Task to complete:
Reproduce the portion of the data that opens with the line containing "cloud and report the position of each." and runs through the end of the data, substituting "marker" for each occurrence of "keypoint" and leaving everything else unchanged.

::::::::

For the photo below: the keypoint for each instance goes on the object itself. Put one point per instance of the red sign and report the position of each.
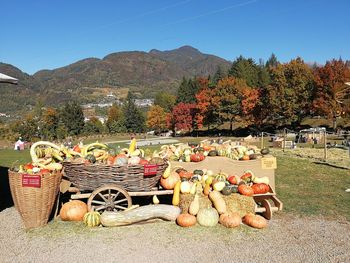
(150, 169)
(31, 180)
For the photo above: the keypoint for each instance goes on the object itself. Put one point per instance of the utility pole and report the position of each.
(325, 145)
(284, 138)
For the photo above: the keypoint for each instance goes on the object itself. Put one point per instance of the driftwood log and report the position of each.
(139, 214)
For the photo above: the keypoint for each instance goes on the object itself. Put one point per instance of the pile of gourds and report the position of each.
(214, 186)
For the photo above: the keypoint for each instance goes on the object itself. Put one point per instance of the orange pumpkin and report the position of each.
(245, 158)
(186, 220)
(245, 190)
(255, 221)
(185, 174)
(73, 211)
(169, 183)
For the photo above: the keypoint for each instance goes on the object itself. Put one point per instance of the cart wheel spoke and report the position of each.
(121, 207)
(120, 201)
(97, 202)
(101, 207)
(109, 197)
(103, 197)
(115, 196)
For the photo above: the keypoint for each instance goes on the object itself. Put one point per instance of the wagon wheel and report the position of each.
(109, 197)
(268, 211)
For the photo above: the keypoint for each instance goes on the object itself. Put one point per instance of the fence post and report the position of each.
(325, 146)
(284, 138)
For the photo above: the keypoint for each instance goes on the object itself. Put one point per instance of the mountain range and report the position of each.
(90, 79)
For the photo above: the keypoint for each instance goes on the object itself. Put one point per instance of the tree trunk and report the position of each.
(143, 213)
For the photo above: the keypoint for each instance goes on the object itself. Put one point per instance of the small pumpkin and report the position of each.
(245, 190)
(92, 219)
(208, 216)
(227, 190)
(135, 160)
(185, 174)
(194, 206)
(260, 188)
(230, 220)
(185, 187)
(255, 221)
(169, 183)
(121, 161)
(73, 211)
(91, 158)
(186, 220)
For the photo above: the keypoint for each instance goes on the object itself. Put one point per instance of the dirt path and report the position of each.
(287, 239)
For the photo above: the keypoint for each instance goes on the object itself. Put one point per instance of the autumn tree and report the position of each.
(134, 119)
(93, 126)
(182, 117)
(165, 100)
(50, 122)
(236, 100)
(207, 105)
(73, 118)
(115, 119)
(272, 62)
(187, 90)
(289, 93)
(156, 118)
(331, 91)
(246, 69)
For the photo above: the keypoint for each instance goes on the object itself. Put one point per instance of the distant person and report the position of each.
(19, 145)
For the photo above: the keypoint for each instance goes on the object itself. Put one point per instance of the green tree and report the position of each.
(73, 118)
(165, 100)
(50, 121)
(289, 95)
(246, 69)
(219, 75)
(134, 119)
(156, 118)
(187, 91)
(272, 61)
(93, 126)
(115, 120)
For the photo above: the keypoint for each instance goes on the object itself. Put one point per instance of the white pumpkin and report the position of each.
(134, 160)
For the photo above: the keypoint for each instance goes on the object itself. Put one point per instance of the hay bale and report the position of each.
(234, 203)
(186, 199)
(239, 203)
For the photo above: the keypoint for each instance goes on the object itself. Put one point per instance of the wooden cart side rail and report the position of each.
(150, 193)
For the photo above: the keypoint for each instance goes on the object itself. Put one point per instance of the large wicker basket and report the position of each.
(34, 204)
(130, 177)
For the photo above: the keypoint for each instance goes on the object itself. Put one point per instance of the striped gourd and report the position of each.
(92, 219)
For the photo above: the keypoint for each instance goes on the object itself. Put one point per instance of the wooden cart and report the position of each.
(112, 197)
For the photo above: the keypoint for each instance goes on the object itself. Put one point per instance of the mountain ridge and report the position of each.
(143, 72)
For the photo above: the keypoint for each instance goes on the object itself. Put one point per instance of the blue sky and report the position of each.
(46, 34)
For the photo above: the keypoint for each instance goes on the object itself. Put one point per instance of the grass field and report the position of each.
(305, 187)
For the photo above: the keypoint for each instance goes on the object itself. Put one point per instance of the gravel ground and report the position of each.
(287, 239)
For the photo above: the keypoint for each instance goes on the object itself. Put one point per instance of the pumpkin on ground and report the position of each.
(73, 211)
(255, 221)
(208, 216)
(186, 220)
(230, 220)
(260, 188)
(92, 219)
(245, 190)
(169, 183)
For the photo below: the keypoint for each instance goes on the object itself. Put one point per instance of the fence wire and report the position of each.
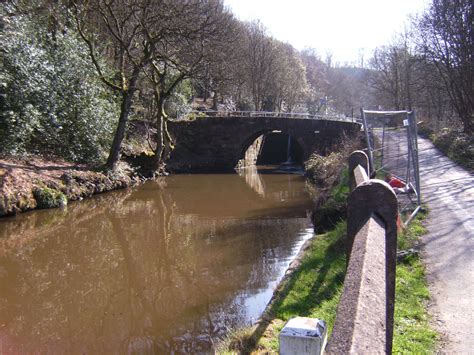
(392, 147)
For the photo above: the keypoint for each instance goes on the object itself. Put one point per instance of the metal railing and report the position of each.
(364, 320)
(264, 114)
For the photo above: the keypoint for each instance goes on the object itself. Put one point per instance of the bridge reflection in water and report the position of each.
(166, 266)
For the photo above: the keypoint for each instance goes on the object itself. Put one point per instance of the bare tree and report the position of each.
(112, 31)
(163, 41)
(446, 38)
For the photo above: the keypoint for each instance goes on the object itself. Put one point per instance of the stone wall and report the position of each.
(218, 143)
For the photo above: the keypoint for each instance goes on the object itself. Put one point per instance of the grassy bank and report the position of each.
(35, 182)
(314, 288)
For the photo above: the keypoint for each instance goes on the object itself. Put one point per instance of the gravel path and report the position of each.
(448, 190)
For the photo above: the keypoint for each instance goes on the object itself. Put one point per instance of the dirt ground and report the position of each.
(448, 190)
(19, 177)
(448, 248)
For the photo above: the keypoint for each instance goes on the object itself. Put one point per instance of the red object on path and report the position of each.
(394, 182)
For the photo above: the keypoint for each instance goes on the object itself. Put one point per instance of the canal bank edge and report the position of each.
(27, 184)
(313, 284)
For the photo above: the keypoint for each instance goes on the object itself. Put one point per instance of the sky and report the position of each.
(347, 29)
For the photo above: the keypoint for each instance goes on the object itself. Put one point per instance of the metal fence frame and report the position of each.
(412, 163)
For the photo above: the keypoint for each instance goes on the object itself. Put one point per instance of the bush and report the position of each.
(52, 100)
(456, 145)
(49, 198)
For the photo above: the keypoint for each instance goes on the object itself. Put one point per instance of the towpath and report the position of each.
(448, 252)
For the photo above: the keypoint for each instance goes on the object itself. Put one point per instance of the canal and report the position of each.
(170, 266)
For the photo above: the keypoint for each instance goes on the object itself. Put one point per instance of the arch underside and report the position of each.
(263, 132)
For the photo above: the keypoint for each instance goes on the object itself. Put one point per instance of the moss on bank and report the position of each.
(26, 184)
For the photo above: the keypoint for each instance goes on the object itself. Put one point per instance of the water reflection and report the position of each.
(167, 266)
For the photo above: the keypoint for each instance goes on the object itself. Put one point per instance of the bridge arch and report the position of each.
(216, 143)
(252, 138)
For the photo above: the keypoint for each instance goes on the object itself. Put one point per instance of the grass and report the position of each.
(314, 289)
(455, 144)
(412, 332)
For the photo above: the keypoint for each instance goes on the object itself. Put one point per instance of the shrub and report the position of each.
(52, 100)
(49, 198)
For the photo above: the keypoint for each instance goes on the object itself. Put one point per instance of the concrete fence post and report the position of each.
(367, 303)
(357, 157)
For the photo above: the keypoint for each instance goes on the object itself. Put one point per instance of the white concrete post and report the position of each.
(302, 335)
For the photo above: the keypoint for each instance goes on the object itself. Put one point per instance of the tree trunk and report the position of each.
(127, 100)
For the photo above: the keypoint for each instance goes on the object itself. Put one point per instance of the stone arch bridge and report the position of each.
(217, 143)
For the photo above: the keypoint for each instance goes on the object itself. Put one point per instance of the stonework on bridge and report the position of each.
(218, 143)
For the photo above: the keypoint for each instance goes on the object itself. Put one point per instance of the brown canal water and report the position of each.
(169, 266)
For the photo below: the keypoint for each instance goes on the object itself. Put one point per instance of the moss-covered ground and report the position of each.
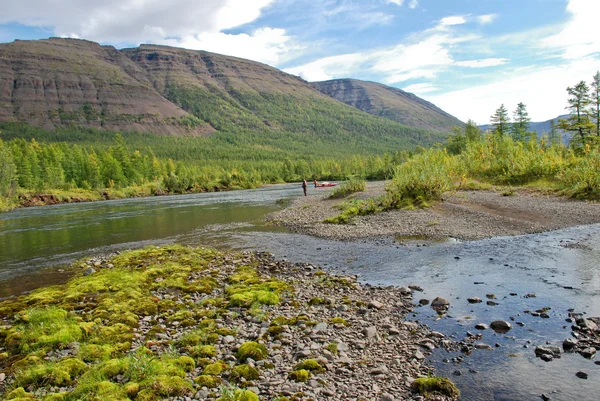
(100, 336)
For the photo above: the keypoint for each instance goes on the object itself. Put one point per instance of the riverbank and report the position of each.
(465, 215)
(175, 322)
(56, 197)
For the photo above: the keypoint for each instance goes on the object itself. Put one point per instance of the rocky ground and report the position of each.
(466, 215)
(352, 339)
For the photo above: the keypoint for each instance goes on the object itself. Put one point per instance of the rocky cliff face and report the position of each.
(57, 82)
(387, 102)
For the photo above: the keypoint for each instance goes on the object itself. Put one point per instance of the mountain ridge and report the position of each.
(389, 102)
(166, 90)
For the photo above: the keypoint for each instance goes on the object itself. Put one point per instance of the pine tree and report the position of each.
(596, 101)
(500, 120)
(579, 121)
(520, 126)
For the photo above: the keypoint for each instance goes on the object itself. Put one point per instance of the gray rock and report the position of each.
(570, 343)
(370, 332)
(386, 397)
(500, 326)
(588, 352)
(88, 271)
(547, 350)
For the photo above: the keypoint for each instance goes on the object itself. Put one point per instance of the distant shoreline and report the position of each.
(464, 215)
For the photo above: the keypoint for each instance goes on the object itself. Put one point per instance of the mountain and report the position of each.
(57, 82)
(541, 128)
(387, 102)
(60, 82)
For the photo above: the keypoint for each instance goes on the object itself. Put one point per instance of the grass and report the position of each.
(348, 187)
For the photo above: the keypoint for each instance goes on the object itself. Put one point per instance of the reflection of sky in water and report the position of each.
(532, 263)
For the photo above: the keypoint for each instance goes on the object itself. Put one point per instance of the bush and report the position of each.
(349, 187)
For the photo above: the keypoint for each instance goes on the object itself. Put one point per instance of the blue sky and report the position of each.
(465, 56)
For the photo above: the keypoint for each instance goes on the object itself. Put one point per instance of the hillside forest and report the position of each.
(77, 164)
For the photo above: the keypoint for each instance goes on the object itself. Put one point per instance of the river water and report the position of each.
(560, 267)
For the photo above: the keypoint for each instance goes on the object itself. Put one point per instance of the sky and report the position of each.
(466, 56)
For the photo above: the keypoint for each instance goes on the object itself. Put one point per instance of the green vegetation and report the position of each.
(349, 187)
(101, 313)
(432, 385)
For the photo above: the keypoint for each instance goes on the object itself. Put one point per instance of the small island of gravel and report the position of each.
(178, 323)
(461, 214)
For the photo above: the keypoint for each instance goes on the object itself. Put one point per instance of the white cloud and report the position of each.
(541, 89)
(328, 68)
(184, 23)
(486, 19)
(453, 20)
(420, 88)
(580, 36)
(488, 62)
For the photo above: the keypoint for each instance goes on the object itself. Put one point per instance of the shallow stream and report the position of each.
(560, 267)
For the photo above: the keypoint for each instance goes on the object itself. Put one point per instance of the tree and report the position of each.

::::::::

Exercise solution:
For the photo above: the marker for each instance goes on the object itself. Put one point per instance of the white cloud and report the position of each.
(541, 89)
(328, 68)
(184, 23)
(486, 19)
(453, 20)
(420, 88)
(580, 36)
(488, 62)
For the photo above: the marker for each instance goes on the object itself. Put one point per instance of the shallow stream and report the position of each.
(560, 267)
For the photo above: the marker for each instance goes on the object itself. Put one point per instance of the tree and report the position of each.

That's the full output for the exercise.